* [Quoted passage]:
........

Here's why. Tom proposes that group selection produces pressures for individuals to engage in elaborate forms of signalling so that they can secure themselves as a member of that group. Crucially, this needs to be irrational, so that groups maintain their stability over evolutionary time-scales and are allowed to be selected for. The premise, of course, is that human social groups are a good way for individuals (or gene-lineages) to propagate themselves downstream.
This premise is the one which doesn't stack up, and is generally regarded with skepticism in evolutionary biology. Why? Because from the perspective of an individual (or their genes), adaptive fitness would be much higher if you exploited a group, than if you did your best to be a co-operative member of a group. This point is most vivid if we consider a possible proto-human social group: the hunting party.
It seems to make sense for a collective of cavemen to co-ordinate hunting activity, since it reduces the costs to any individual hunter, while allowing them to track bigger game (woolly mammoth et al) and thus maximise their payoff. But consider any individual hunter. They could do even better than the others, if they simply slacked off their hunting duties but still had access to the spoils. Of course, this kind of reasoning is symmetric, so every individual will think the same way and try to free-ride off the group. Obviously, this will destroy the stability of the group in favour of individual fitness.
The simple way to think of it is this. If the group is thought to be the unit of selection, then the challenge is to show that successful groups don't simply grow in number, but actually spawn new groups which are similar to themselves - groups that are their offspring. Otherwise, the best explanation for human groupish tendencies isn't group selection, but simply a cascade of individual selective pressure. Pace Tom, but I don't think his account paints the correct picture of the evolutionary architecture of political commitment, because it doesn't establish how these groups get going in the first place.
However, all is not lost for the conscientious Darwinist. I still agree with Tom's conclusion, but with a slightly different flavour. The answer, I think, is a question of cultural rather than biological evolution. And not just in a metaphorical sense, but in the literal application of natural selection to the propagation of social information. This is a big topic in itself, and hopefully one which I will explore shortly.

........

* [Task details]: Write out word for word the stretch of the group selection essay from "However, all is" through "will explore shortly.".

* [Data under study]:
........

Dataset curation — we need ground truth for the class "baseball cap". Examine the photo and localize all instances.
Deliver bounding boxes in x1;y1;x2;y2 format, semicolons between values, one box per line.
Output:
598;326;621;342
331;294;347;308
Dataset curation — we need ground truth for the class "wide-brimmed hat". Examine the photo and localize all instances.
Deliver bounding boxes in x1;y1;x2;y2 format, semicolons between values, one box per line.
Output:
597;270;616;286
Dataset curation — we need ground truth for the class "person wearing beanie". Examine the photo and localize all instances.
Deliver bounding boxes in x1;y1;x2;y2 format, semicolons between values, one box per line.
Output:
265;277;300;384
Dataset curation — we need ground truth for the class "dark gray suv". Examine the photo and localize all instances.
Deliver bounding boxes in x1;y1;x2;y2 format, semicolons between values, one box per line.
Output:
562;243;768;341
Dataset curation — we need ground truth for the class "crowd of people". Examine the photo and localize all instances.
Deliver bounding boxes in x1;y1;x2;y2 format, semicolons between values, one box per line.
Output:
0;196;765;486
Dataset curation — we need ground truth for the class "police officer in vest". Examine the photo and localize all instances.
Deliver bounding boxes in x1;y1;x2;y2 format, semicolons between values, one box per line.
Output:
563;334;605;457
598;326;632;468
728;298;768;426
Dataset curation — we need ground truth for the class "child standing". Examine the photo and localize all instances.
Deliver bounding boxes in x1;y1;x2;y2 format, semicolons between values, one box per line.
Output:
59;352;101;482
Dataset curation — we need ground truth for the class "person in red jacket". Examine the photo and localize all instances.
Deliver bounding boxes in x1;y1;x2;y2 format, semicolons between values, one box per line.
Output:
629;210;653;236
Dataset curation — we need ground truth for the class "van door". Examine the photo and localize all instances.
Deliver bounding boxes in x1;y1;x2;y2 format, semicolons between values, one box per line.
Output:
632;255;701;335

........

* [Result of the task]:
However, all is not lost for the conscientious Darwinist. I still agree with Tom's conclusion, but with a slightly different flavour. The answer, I think, is a question of cultural rather than biological evolution. And not just in a metaphorical sense, but in the literal application of natural selection to the propagation of social information. This is a big topic in itself, and hopefully one which I will explore shortly.